> _Dataset content_
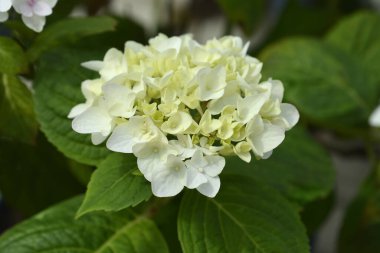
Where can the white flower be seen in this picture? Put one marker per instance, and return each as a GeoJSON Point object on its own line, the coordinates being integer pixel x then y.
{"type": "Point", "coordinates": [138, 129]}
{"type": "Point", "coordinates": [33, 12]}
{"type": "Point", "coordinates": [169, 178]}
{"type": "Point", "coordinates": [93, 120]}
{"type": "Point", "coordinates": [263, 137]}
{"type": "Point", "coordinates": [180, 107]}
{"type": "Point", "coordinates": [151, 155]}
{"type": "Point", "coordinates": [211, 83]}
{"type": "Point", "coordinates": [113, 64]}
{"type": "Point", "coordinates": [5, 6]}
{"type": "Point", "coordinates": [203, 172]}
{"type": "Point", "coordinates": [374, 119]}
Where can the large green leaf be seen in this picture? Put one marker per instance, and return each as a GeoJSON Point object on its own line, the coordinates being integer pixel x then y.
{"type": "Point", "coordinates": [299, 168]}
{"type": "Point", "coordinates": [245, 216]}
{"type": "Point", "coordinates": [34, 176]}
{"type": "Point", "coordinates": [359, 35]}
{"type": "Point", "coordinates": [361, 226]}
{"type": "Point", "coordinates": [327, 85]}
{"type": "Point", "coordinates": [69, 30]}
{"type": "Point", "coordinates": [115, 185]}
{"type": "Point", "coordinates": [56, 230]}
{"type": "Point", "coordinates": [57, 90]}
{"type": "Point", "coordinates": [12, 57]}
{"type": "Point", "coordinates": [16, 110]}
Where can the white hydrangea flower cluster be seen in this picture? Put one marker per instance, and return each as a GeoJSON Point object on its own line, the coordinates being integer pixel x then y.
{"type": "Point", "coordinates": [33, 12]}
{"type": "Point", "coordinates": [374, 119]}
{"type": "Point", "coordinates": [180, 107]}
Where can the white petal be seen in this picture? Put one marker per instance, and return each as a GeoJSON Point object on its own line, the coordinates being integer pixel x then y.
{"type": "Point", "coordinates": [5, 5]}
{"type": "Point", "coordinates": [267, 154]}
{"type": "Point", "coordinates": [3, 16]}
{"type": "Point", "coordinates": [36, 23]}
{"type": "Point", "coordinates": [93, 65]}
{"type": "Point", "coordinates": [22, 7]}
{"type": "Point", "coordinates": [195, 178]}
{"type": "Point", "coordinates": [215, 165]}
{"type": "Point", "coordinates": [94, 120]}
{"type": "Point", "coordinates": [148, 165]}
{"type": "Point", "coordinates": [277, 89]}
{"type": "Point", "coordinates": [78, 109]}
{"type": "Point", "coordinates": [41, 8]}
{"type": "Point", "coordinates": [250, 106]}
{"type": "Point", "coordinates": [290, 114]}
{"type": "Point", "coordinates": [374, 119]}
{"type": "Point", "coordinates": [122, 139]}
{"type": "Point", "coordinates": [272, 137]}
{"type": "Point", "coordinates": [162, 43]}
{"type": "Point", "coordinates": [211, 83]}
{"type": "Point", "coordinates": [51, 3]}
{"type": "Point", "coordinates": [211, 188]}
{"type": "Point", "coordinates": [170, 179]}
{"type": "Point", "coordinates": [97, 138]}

> _What is asked_
Shift every coordinate in the answers by adding 22 to each number, and write out again all lines from the one containing "Where can the white hydrangea" through the end of the material, inclusive, with the requests kept as they are.

> _Expected answer_
Where can the white hydrangea flower cluster be seen in this picture? Put one marker per instance, and return each as a GeoJSON Point object on its own line, the coordinates being integer pixel x then y.
{"type": "Point", "coordinates": [55, 34]}
{"type": "Point", "coordinates": [396, 141]}
{"type": "Point", "coordinates": [202, 129]}
Where can the white petal be seen in this picture? Put one marker per instance, and return each as a GeoJSON Point object on its own line, the coordinates being integer pixel x then y.
{"type": "Point", "coordinates": [27, 27]}
{"type": "Point", "coordinates": [289, 176]}
{"type": "Point", "coordinates": [25, 38]}
{"type": "Point", "coordinates": [58, 45]}
{"type": "Point", "coordinates": [115, 87]}
{"type": "Point", "coordinates": [44, 29]}
{"type": "Point", "coordinates": [217, 200]}
{"type": "Point", "coordinates": [237, 187]}
{"type": "Point", "coordinates": [116, 142]}
{"type": "Point", "coordinates": [170, 187]}
{"type": "Point", "coordinates": [299, 111]}
{"type": "Point", "coordinates": [100, 131]}
{"type": "Point", "coordinates": [63, 30]}
{"type": "Point", "coordinates": [272, 128]}
{"type": "Point", "coordinates": [312, 136]}
{"type": "Point", "coordinates": [396, 141]}
{"type": "Point", "coordinates": [144, 161]}
{"type": "Point", "coordinates": [294, 159]}
{"type": "Point", "coordinates": [184, 65]}
{"type": "Point", "coordinates": [233, 105]}
{"type": "Point", "coordinates": [73, 25]}
{"type": "Point", "coordinates": [233, 210]}
{"type": "Point", "coordinates": [192, 201]}
{"type": "Point", "coordinates": [119, 160]}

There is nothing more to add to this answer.